## Assignment A
In the article about Elizabeth Warren's visits to Western Massachusetts, translate this sentence into Spanish: "She is paying attention to local contests, but cautiously."
## Assignment B
Extend the article about Elizabeth Warren's visits to Western Massachusetts, picking up after its final sentence.

**** Page text

How Elizabeth Warren Goes Local in the Commonwealth…
Two weeks ago, US Senator Elizabeth Warren’s town halls returned to Western Massachusetts. A crowd spread itself on a lawn outside Northampton’s Forbes Library as the senator gamely answered questions. Warren has been in the region during the pandemic, but public health conditions had made her (usually indoor) Q&A’s a coronavirus no-no. There were protesters across the street, but the seated masses were thrilled to have her back in town.
Warren’s visits also offer a chance for local officials to get some (mostly masked) facetime with the commonwealth’s senior senator. Warren’s nod is a sought-after endorsement in the Bay State, which means she must tread lightly when it comes to local politics. However, catching up in person has value for her, too. That helps her put Washington’s impact into context back home.
“It’s really important,” she said in an interview a few days after her Northampton visit. “I count on local officials to help me know the best design for the programs we’re trying to do in Washington.”
The timing of Warren’s visit to Paradise City overlapped with heated local elections for mayor in the region. Both Northampton and Holyoke will be electing new mayors to say nothing of the panoply of council and school committee races. She is paying attention to local contests, but cautiously.
Warren spoke to WMP&I via phone about her visit to Western Mass, working with local officials and her approach to local politics. A pandemic and three campaigns had not dimmed the folksy conviviality that catapulted a law professor unknown outside her field into the US Senate from a state that often favors familiarity in politics. National media discounted this back then and ever since. Once this was divorced from her identity, it was easy for frankly sexist portrayals of her style and pitch to follow.
But perhaps her enthusiasm was due to the subject matter.
Warren eagerly talked up the value of working with local leaders. Northampton provided an especially friendly audience. On the day of her town hall—as local pols elsewhere do when she visits—Noho grandees happily posted pictures from a meeting with her inside Forbes Library.
Throughout the pandemic, the senator said she has been zooming with officials across the commonwealth. From them she can get the skinny on what people need, whether universal or esoteric.
“Most of the local officials know I’m a complete nerd,” she said. “So, when I show up and we have the one-on-ones, when we have the opportunity to meet face to face, many times they’ll bring one or two issues that are very urgent for them”
Warren said these relationships were especially important in the early days of the pandemic or on subjects like childcare. Maintaining childcare services even in a state as small as geographically small as Massachusetts is a different beast in different places. The local input about the variance of challenges is especially helpful.
On coronavirus relief, she said that the impact of local conversations was vast. Warren spoke with state legislators, mayors and councilors about what the state and municipalities required in COVID funds and rules on how to spend them.

********
**** Given entries

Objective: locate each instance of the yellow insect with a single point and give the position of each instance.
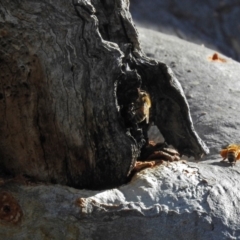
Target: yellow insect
(141, 107)
(231, 153)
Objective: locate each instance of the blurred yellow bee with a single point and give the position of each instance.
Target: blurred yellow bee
(141, 107)
(231, 153)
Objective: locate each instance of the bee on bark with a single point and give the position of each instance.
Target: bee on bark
(231, 153)
(141, 107)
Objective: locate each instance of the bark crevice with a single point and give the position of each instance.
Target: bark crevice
(82, 96)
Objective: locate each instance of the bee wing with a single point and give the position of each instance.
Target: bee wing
(223, 153)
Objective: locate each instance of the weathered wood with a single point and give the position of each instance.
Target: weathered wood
(61, 66)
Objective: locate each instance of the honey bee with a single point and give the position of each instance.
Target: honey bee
(231, 152)
(141, 107)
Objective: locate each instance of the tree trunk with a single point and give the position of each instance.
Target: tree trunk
(67, 70)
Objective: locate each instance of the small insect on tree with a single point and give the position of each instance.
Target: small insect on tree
(72, 74)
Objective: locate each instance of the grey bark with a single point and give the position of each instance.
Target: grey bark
(212, 23)
(61, 68)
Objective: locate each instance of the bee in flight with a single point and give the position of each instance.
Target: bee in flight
(141, 107)
(231, 153)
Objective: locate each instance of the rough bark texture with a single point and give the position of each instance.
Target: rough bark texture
(62, 65)
(172, 201)
(212, 23)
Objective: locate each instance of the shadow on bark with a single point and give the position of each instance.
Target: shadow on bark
(87, 71)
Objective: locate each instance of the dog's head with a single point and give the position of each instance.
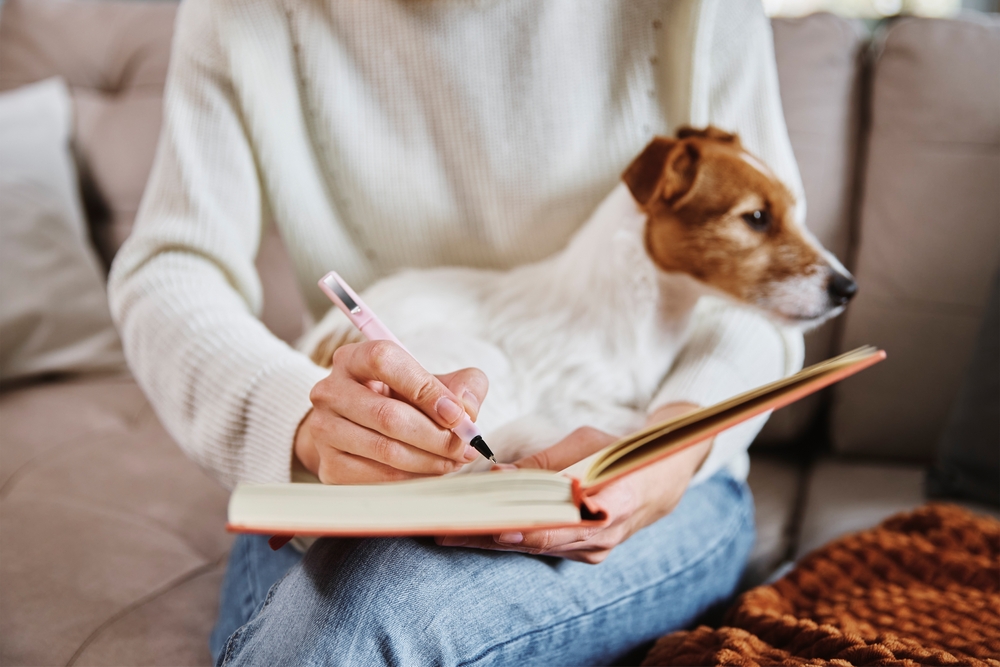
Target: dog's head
(720, 215)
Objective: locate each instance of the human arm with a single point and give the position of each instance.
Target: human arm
(185, 292)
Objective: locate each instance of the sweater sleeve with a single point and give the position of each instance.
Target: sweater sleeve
(733, 349)
(184, 291)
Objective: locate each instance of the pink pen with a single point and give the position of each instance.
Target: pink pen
(371, 326)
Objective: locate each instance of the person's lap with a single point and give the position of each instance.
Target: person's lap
(409, 601)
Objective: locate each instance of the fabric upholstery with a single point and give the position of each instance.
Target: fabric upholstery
(775, 484)
(968, 459)
(818, 69)
(929, 237)
(54, 314)
(114, 57)
(921, 589)
(845, 496)
(101, 526)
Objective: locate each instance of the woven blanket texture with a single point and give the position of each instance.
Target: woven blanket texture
(922, 588)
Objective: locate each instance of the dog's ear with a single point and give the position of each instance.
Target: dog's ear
(643, 176)
(665, 168)
(710, 132)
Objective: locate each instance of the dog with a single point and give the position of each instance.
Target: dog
(585, 337)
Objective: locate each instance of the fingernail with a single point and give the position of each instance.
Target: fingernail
(448, 409)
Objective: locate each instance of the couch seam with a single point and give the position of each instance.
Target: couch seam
(149, 597)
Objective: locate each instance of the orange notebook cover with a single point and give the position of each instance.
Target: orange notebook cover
(489, 503)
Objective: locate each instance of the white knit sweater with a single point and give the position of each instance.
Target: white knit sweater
(391, 133)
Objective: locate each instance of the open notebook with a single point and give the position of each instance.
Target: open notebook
(487, 503)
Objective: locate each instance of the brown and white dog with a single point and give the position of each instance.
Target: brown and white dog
(586, 337)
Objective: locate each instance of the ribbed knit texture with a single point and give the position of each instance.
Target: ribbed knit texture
(387, 134)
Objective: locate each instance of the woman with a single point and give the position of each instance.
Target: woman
(395, 133)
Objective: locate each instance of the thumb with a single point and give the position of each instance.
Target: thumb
(576, 446)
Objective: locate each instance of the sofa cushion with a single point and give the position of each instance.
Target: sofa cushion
(968, 460)
(846, 496)
(167, 628)
(54, 315)
(114, 57)
(776, 484)
(98, 524)
(818, 71)
(929, 236)
(44, 415)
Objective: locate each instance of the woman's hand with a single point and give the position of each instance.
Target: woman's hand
(380, 417)
(631, 503)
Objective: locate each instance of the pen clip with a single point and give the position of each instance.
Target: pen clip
(333, 283)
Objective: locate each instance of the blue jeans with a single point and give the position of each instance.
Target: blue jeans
(410, 602)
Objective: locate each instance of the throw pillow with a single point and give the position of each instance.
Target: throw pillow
(54, 314)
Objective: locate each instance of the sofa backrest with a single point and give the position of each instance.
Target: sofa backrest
(114, 55)
(929, 231)
(818, 59)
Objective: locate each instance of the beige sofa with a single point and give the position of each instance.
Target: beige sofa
(112, 545)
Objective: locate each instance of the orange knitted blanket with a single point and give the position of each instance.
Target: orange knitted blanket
(922, 588)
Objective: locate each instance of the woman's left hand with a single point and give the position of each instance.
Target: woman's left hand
(631, 503)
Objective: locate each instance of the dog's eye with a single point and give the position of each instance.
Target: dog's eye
(759, 221)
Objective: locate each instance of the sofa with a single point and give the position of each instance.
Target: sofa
(112, 543)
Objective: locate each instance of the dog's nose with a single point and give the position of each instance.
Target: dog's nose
(841, 288)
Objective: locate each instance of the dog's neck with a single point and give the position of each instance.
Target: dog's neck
(607, 269)
(605, 284)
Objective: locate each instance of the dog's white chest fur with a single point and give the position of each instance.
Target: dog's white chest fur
(582, 338)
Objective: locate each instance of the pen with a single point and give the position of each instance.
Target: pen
(372, 328)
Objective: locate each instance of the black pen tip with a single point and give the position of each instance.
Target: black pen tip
(480, 446)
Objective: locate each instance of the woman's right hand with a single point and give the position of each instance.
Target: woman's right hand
(380, 417)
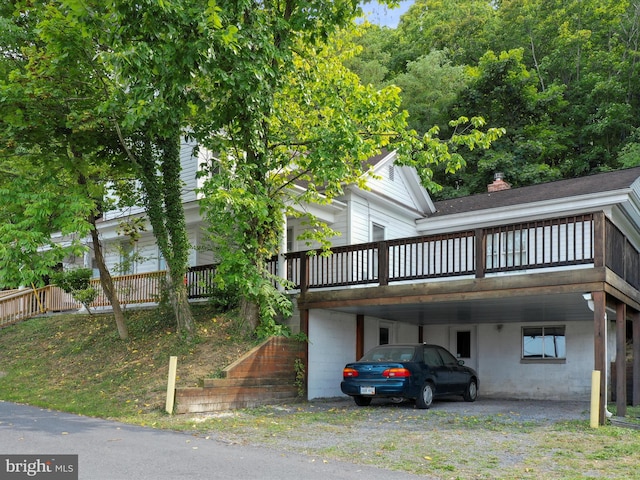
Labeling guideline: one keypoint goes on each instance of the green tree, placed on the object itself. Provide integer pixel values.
(54, 146)
(429, 89)
(149, 54)
(283, 110)
(504, 92)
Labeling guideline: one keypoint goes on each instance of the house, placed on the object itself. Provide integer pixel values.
(535, 287)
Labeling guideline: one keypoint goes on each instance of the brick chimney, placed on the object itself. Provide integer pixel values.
(498, 183)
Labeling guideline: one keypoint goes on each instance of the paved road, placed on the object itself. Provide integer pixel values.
(114, 451)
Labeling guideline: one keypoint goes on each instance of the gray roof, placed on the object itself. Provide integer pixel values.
(602, 182)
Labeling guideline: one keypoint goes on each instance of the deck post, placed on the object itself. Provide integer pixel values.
(636, 359)
(304, 330)
(304, 269)
(599, 240)
(359, 336)
(600, 351)
(621, 359)
(481, 248)
(383, 263)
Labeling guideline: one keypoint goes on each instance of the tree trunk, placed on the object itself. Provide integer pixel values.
(250, 311)
(107, 283)
(179, 299)
(163, 201)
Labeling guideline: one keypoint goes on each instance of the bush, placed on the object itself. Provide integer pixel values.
(77, 283)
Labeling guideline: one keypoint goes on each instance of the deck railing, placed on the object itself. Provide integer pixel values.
(27, 303)
(17, 305)
(560, 242)
(550, 243)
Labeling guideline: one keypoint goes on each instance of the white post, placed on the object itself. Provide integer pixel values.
(595, 399)
(282, 262)
(171, 384)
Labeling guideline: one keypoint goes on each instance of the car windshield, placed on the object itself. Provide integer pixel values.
(389, 353)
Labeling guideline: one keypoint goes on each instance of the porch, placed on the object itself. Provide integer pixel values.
(535, 271)
(538, 271)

********

## Response A
Está prestando atención a las contiendas locales, pero con cautela.

## Response B
“Back in the early stages of the COVID crisis and Washington was trying to get money out the door, we were working together from collapsing and to keep the entire economy from cratering,” she said.
Those early conversations evolved toward a central request: flexibility. Over successive coronavirus relief bills, communities faced fewer and fewer restrictions. This was essential when, Warren said, the needs of Chelsea and Northampton could be so divergent.
Policy is not the only local angle, however. Where somebody as high-profile is concerned, even in her own state, politics is in play.
Warren admitted she was watching some of the races in the 413, but she would not identity which ones. She said tries not to involve herself in local races too much. The senator said she has to work with everybody in local office. To ensure that happens, she wants challengers and contenders to have their voices heard.
A notable exception has been Warren’s support for Boston City Councilor Michelle Wu in the Hub’s mayoral contest. As she had during Wu’s first bid for City Council there in 2013, Warren has campaigned for Wu vigorously. Warren said this was an exception and an important one.
Wu worked on Warren’s campaign and was a student of the senator’s at Harvard Law. Warren also cited her support for Wu when the now-councilor had to manage a health crisis her mother was going through.
“I have worked with Michelle for 12 years and she’s family and you show up for family,” Warren said.
While she may be watching the region’s elections, Warren’s town halls are about who shows up. She was happy about the breadth of the questions, ever unscripted, which highlighted the key issues. Climate change, child and health care and college costs all made appearances in audience questions.
All told Warren read it as an encouragement to keep up the fight.
“I had this overwhelming sense that pretty much everyone in the group got it,” Warren said of the Northampton crowd. “They know the decision made the next few weeks can set the course in this country for generations for come.”